*** Begin section ***

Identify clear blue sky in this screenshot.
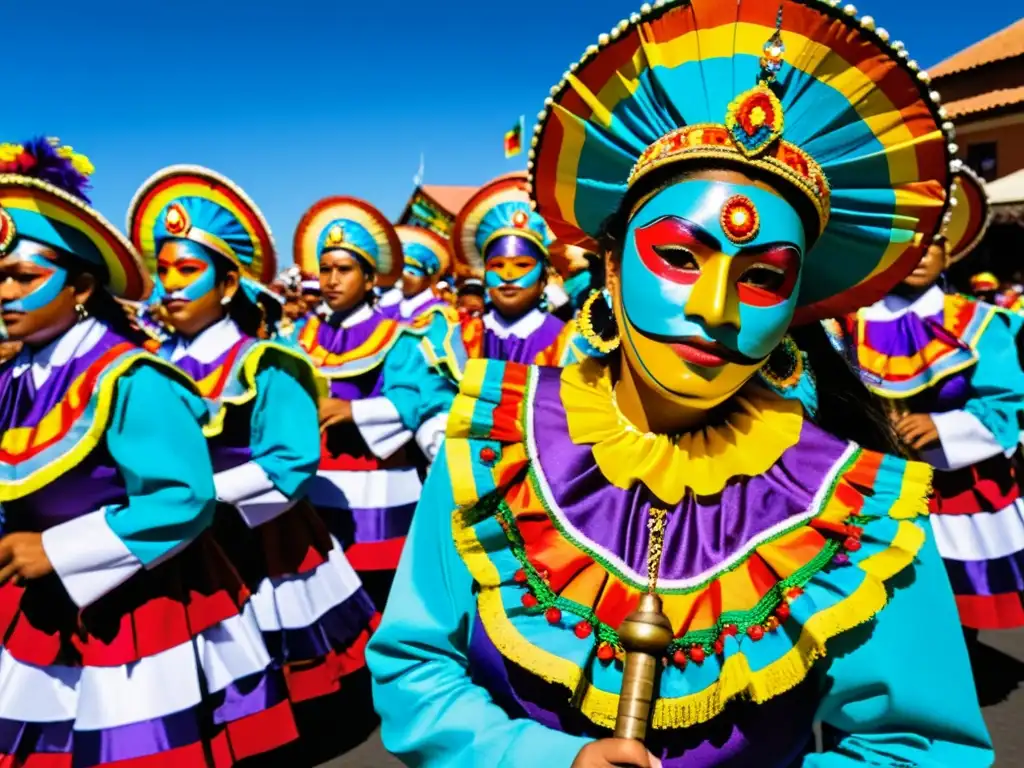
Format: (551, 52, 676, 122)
(7, 0, 1019, 266)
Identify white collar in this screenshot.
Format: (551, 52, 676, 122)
(860, 285, 945, 321)
(11, 317, 106, 388)
(398, 289, 435, 320)
(484, 307, 546, 339)
(170, 317, 242, 364)
(333, 302, 375, 329)
(378, 286, 403, 307)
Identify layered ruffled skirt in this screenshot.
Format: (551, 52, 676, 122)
(930, 452, 1024, 629)
(0, 533, 297, 767)
(213, 501, 378, 707)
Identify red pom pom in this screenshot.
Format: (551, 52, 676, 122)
(521, 593, 538, 608)
(513, 569, 528, 584)
(747, 625, 765, 641)
(776, 602, 791, 621)
(597, 643, 615, 662)
(574, 621, 592, 639)
(713, 639, 724, 655)
(545, 607, 562, 624)
(722, 624, 739, 637)
(672, 650, 688, 668)
(844, 536, 862, 552)
(689, 646, 706, 664)
(479, 447, 497, 464)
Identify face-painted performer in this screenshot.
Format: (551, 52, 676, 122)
(384, 224, 454, 323)
(365, 3, 993, 766)
(293, 197, 464, 610)
(0, 139, 300, 765)
(452, 173, 567, 363)
(849, 165, 1024, 634)
(126, 167, 375, 745)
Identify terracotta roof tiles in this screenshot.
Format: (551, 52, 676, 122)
(931, 18, 1024, 78)
(944, 85, 1024, 119)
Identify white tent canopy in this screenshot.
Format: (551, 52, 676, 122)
(987, 168, 1024, 206)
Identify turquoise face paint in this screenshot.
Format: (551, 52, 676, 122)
(1, 241, 69, 313)
(156, 240, 218, 303)
(622, 180, 805, 362)
(485, 259, 543, 289)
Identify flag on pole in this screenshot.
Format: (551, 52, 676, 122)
(504, 116, 525, 158)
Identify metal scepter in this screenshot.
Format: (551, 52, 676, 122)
(613, 508, 673, 742)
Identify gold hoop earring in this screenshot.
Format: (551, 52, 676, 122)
(578, 289, 620, 354)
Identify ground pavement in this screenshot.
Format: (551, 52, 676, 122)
(320, 629, 1024, 767)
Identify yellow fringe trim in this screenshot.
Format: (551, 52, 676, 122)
(202, 342, 326, 438)
(455, 509, 926, 730)
(0, 353, 187, 502)
(890, 460, 933, 520)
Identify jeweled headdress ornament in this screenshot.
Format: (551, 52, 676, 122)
(529, 0, 957, 322)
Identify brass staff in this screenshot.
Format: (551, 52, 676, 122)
(613, 508, 673, 742)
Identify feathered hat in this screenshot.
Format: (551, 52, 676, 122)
(293, 196, 403, 288)
(0, 138, 150, 300)
(528, 0, 956, 323)
(126, 165, 276, 304)
(452, 172, 553, 279)
(945, 162, 991, 265)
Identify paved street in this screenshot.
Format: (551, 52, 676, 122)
(318, 629, 1024, 767)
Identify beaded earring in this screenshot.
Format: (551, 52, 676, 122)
(577, 288, 620, 355)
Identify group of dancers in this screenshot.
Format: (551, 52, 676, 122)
(1, 1, 1023, 766)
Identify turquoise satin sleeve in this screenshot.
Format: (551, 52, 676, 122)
(382, 320, 461, 431)
(964, 310, 1024, 451)
(809, 527, 993, 766)
(250, 356, 321, 498)
(366, 448, 592, 767)
(104, 364, 217, 567)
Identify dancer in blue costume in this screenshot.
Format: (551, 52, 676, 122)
(386, 224, 457, 325)
(846, 165, 1024, 633)
(293, 196, 463, 610)
(367, 3, 993, 766)
(0, 139, 300, 766)
(126, 167, 379, 751)
(452, 172, 571, 364)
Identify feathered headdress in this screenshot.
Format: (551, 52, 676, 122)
(0, 137, 94, 202)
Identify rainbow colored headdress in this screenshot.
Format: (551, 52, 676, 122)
(452, 173, 553, 278)
(970, 272, 999, 293)
(528, 0, 957, 323)
(0, 138, 150, 300)
(127, 165, 277, 297)
(293, 196, 403, 287)
(395, 225, 451, 279)
(945, 163, 991, 265)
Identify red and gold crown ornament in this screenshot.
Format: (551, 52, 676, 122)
(720, 195, 760, 244)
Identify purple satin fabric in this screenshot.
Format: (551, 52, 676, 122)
(482, 312, 565, 364)
(466, 613, 816, 767)
(262, 586, 376, 661)
(528, 367, 848, 580)
(861, 307, 948, 357)
(0, 668, 288, 764)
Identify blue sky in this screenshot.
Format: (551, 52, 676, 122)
(7, 0, 1019, 266)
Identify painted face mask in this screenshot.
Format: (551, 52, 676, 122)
(618, 178, 806, 409)
(156, 240, 217, 303)
(484, 235, 544, 290)
(0, 240, 69, 313)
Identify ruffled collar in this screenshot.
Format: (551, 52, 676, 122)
(855, 288, 993, 398)
(484, 306, 547, 338)
(559, 360, 804, 503)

*** End section ***

**TASK TO COMPLETE**
Each line that holds the word "ruffled" should be extracted from the records.

**COMPLETED TASK**
Identify layered ruffled skirt in this screenshot.
Identify ruffled collar in this screenshot.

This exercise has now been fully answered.